(Items listed in a dataset)
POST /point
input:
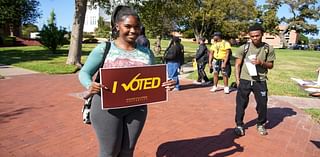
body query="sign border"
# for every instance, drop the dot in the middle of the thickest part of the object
(147, 104)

▸ **Objective**: Give back every line of the records above word for word, leaving the pictures out of your answer.

▸ **Written answer**:
POST /point
input:
body query="sign border"
# for every instance, drop the dot in the middle of the thickest part of the object
(147, 104)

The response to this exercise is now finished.